**Extracted text:**
The device – known as the Thermal Energy Storage System (TESS) – is being developed in South Australia with the help of an A$400,000 (US$284,000) government grant to take it from prototype to commercial reality.
The TESS device stores electricity as thermal energy by heating and melting containers full of silicon. The company says that the high latent heat capacity and melting temperature of silicon makes it ideal for the storage of large amounts of energy.
Latent Heat Storage chief executive Jonathan Whalley said storage was the next big challenge for energy generation worldwide.
“Renewable energy sources generally spill energy due to supply and demand mismatches, so we’ve designed the TESS device to capture this ‘spilt’ energy for later use or release to the grid.”
“Our system also means that energy consumers will be able to purchase stored electricity off-peak at low tariffs, which ultimately means cheaper energy.”
The TESS is small enough to fit in side a 20-foot shipping container but Latent Heat Storage says it is “readily scalable as demand requires”.
“TESS is suitable for grid and off-grid applications and has been designed to overcome the intermittent nature of renewable energies such as wind and solar by providing a stable energy output suitable for base load power,” the company said in a statement.
“It can be integrated anywhere within an electricity network and is suitable for commercial and industrial businesses where heat and electricity are required such as hotels, schools and hospitals.”
Whalley explained: “After three years of research and development, our key objective now is to complete building a commercial prototype of the TESS device and start showcasing its potential to global markets.”
A commercial prototype will be ready early next year to be used as a selling tool to potential clients and Whalley said devices would initially be built to meet the needs of individual sites rather than mass produced.
The Australian government grant has been matched by Latent Heat Storage shareholders to generate A$800,000 of total project funding.
The device has been developed in partnership with Adelaide-based engineering consultancy ammjohn and final year engineering students at the University of Adelaide.
Whalley said the commercial introduction of energy storage systems would encourage more renewable energy generation such as wind farms and solar arrays.
“Energy prices are increasing around the world while storage technology costs are reducing, so we’re approaching the tipping point where energy storage systems are finally becoming commercially viable,” he said.
“We are developing an energy storage system to meet market demand … we anticipate that this will result in exponential growth of the energy storage market worldwide.”

**Parts of the exercise:**
[1] Answer these from the TESS article:
(a) How large was the government grant in Australian dollars?
(b) What size shipping container can the TESS fit inside?
(c) Which Adelaide-based engineering consultancy helped develop the device?
[2] According to the TESS article, why does the company consider silicon suitable as the storage medium in the device?

**Dataset excerpts:**

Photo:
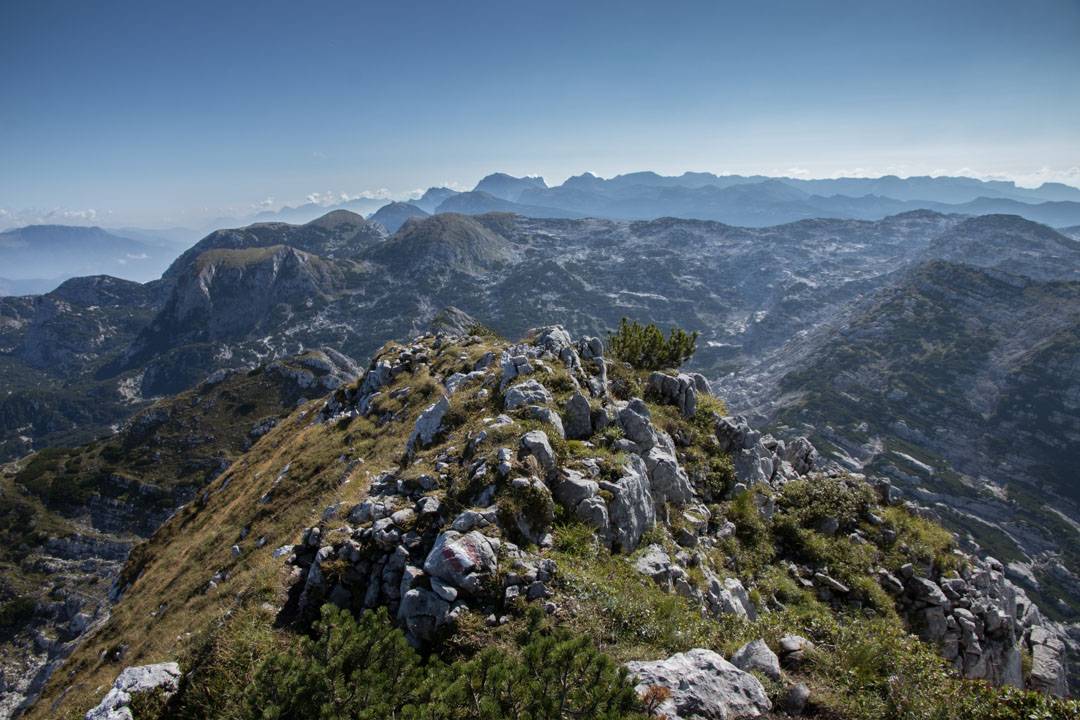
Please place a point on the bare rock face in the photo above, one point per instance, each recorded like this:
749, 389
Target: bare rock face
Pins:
133, 681
680, 391
428, 424
529, 392
577, 420
702, 684
756, 655
461, 560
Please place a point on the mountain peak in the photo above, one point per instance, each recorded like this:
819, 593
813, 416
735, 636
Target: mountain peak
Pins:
395, 214
508, 187
338, 218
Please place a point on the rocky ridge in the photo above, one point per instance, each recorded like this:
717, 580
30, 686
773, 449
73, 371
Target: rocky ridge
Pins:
404, 551
471, 487
94, 504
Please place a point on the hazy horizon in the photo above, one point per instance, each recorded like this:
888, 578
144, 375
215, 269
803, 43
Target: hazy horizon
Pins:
156, 117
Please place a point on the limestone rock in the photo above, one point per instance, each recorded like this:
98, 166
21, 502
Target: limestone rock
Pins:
133, 681
461, 559
578, 418
756, 655
631, 510
530, 392
536, 444
702, 685
680, 391
428, 424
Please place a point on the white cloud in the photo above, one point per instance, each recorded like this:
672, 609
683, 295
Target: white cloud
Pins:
335, 198
19, 217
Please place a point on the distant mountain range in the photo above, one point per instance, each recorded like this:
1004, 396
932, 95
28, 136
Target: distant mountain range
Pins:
925, 339
747, 201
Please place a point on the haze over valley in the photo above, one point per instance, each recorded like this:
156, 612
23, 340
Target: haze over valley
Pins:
478, 432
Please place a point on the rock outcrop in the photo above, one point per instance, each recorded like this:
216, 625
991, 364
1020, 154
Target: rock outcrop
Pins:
163, 677
701, 684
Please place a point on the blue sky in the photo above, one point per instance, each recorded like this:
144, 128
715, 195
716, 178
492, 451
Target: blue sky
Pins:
160, 113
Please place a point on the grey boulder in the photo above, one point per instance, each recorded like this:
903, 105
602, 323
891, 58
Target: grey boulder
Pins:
703, 685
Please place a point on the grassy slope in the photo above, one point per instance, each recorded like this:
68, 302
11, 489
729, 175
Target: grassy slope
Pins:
219, 635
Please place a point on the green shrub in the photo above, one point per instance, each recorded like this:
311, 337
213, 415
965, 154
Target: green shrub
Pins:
363, 668
645, 347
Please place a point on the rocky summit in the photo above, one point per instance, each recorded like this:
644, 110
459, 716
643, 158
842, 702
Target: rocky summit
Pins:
470, 507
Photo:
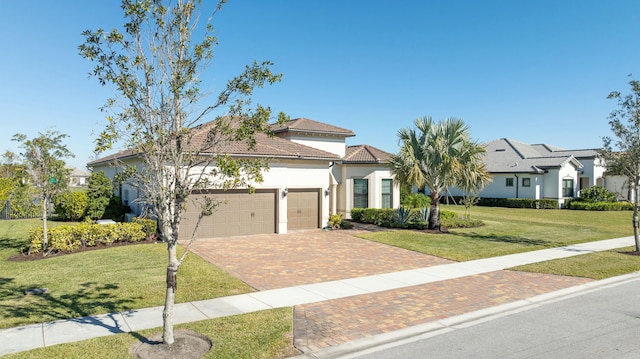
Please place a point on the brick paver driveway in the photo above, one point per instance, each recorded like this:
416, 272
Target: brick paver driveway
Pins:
284, 260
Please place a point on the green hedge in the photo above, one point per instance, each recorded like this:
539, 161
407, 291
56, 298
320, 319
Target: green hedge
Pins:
598, 206
386, 217
71, 238
519, 203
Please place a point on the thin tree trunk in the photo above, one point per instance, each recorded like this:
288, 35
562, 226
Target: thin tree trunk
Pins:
636, 235
434, 216
172, 285
45, 238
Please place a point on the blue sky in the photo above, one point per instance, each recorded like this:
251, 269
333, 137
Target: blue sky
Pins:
534, 71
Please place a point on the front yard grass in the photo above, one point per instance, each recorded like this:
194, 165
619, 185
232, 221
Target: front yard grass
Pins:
265, 334
597, 266
97, 282
509, 230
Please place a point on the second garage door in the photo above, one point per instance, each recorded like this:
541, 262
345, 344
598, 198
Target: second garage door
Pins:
239, 213
303, 208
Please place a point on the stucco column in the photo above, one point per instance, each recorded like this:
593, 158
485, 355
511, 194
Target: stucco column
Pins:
334, 198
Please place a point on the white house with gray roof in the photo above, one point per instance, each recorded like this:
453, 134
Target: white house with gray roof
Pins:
312, 174
539, 171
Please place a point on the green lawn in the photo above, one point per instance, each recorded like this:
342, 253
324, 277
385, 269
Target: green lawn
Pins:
265, 334
132, 277
599, 265
97, 282
509, 230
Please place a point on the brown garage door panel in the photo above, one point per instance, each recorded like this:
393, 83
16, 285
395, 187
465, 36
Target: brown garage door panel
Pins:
240, 213
303, 208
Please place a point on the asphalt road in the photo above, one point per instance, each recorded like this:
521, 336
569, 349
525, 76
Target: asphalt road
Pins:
604, 323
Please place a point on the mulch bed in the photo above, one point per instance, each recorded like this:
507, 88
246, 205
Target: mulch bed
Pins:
25, 256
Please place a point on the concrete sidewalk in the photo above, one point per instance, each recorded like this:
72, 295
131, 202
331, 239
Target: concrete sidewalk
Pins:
63, 331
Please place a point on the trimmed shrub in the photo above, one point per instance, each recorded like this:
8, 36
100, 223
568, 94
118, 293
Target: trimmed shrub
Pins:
335, 220
599, 206
70, 238
149, 227
519, 203
389, 218
115, 210
597, 194
416, 200
100, 191
71, 206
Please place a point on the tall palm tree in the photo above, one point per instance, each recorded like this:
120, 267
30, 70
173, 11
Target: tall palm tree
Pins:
433, 155
471, 174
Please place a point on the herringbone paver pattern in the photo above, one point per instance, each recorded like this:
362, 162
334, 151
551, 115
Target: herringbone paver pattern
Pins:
285, 260
305, 257
323, 324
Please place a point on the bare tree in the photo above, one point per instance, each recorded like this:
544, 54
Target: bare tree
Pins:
43, 158
622, 152
158, 113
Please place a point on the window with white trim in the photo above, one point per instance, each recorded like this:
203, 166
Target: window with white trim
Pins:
387, 193
360, 193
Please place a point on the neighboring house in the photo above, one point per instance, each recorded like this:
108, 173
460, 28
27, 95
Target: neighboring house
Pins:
521, 170
312, 174
79, 178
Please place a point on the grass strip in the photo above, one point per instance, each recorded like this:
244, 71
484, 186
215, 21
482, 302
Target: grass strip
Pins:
264, 334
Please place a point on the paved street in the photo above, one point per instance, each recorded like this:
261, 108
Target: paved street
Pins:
603, 323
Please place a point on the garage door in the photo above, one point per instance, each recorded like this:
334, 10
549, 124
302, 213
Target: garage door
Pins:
303, 209
239, 213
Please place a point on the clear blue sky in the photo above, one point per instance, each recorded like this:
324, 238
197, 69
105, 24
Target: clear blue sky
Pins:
534, 71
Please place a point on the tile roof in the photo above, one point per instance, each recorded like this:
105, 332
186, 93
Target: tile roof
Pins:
306, 125
507, 155
266, 146
365, 154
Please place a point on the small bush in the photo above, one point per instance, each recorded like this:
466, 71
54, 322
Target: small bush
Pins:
519, 203
149, 226
115, 210
599, 206
597, 194
335, 221
388, 218
70, 238
416, 200
346, 225
71, 206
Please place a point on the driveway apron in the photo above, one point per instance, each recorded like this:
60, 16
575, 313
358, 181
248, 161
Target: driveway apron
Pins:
283, 260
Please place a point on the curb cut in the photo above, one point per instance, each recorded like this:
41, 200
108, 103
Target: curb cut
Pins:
427, 330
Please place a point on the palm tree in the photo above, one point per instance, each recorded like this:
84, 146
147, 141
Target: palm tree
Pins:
472, 175
435, 155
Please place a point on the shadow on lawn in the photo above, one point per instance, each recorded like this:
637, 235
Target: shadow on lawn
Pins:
12, 243
79, 307
511, 239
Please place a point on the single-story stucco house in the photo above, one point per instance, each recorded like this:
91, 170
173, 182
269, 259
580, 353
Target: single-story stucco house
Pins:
312, 174
539, 171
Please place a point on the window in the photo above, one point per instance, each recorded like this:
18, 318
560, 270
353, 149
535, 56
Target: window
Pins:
567, 187
387, 193
360, 193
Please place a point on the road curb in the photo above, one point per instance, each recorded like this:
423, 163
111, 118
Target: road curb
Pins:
378, 342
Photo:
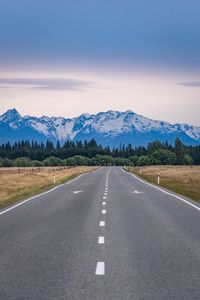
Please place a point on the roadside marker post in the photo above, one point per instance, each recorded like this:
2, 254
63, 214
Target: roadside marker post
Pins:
158, 181
54, 179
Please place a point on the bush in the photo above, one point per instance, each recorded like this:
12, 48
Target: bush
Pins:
22, 162
187, 160
53, 161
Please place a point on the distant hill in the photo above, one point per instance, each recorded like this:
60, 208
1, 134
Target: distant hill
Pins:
107, 128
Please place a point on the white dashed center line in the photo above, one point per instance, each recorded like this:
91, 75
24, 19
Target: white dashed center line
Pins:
102, 223
101, 240
100, 268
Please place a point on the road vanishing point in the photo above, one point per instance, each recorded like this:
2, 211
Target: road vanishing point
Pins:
106, 242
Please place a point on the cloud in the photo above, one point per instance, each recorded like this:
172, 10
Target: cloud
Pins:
190, 84
48, 83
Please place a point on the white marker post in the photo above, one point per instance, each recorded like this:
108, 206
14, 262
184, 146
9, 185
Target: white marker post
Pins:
158, 178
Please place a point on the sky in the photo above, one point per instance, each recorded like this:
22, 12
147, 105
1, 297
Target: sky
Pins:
68, 57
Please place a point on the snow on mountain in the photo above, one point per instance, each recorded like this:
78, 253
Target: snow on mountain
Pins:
109, 128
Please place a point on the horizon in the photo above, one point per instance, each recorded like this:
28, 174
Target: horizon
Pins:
97, 56
100, 112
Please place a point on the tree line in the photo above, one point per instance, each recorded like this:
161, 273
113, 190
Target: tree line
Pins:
33, 154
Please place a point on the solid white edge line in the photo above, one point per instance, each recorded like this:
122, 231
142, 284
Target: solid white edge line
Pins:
101, 240
100, 268
102, 223
36, 196
165, 192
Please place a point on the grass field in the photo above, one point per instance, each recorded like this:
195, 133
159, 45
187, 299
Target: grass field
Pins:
17, 184
184, 180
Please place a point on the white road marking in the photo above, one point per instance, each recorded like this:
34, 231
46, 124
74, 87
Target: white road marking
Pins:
101, 240
102, 223
165, 192
77, 192
107, 177
39, 195
100, 268
136, 192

**Numbered responses:**
[1]
(a) A$400,000.
(b) A 20-foot shipping container.
(c) ammjohn.

[2] The company says that silicon's high latent heat capacity and melting temperature make it ideal for storing large amounts of energy.